## Rows from a pointing dataset
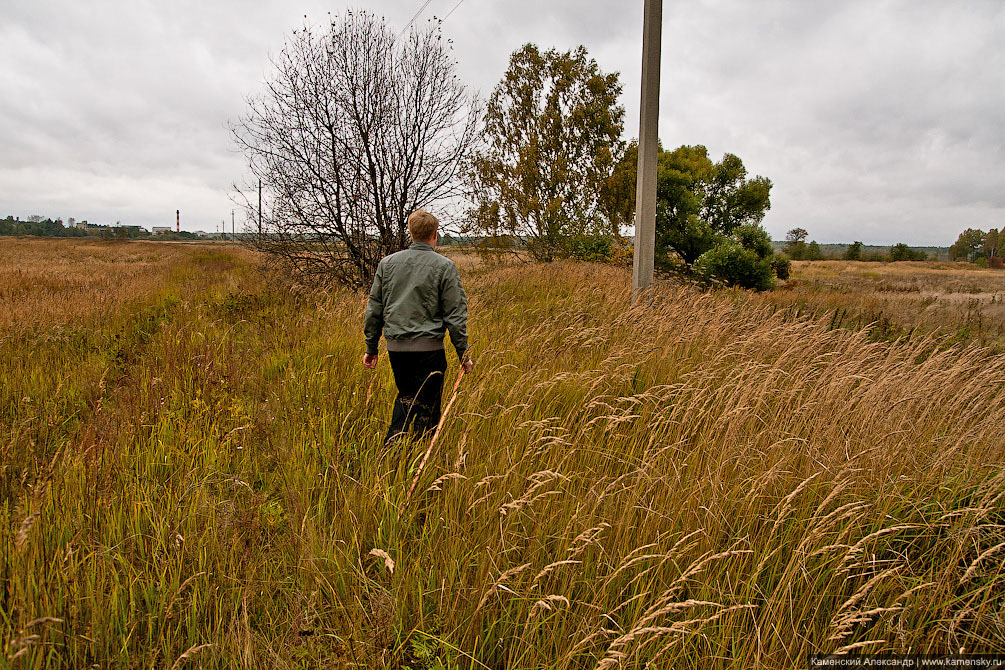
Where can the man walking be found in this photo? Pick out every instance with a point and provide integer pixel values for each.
(416, 297)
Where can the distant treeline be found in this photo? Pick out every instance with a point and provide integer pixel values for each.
(859, 251)
(38, 227)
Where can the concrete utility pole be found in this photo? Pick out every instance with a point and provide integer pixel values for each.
(648, 138)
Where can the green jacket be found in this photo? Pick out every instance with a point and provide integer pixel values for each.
(416, 297)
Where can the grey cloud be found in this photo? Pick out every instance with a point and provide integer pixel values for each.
(878, 122)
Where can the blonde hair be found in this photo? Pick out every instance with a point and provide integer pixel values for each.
(422, 225)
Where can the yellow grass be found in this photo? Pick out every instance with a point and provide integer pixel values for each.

## WHAT YOU NEED TO DO
Output each line in the stretch from the line containing "Where can the concrete" through the end of the data as a JSON list of strings, one string per line, skipping blank lines.

## SOLUTION FOR THIS PROBLEM
[
  "Where can the concrete utility pole be found in this photo? Pick out every instance with a point and provide integer pixel values for each.",
  "(648, 138)",
  "Where can the green jacket be found in this photo? Pick out every instance with a point and provide integer pixel values for each.",
  "(416, 297)",
  "Where can the grey cloud be found in this photo? Pick out every instance with a point and provide integer pixel values for each.",
  "(878, 122)",
  "Where can the blonde hair be found in this photo? Pick out every instance with a point and provide integer pixel values for each.",
  "(422, 225)",
  "Where can the yellow grass be found in this photo? Pick out every instance with a point and provide integer pixel values for each."
]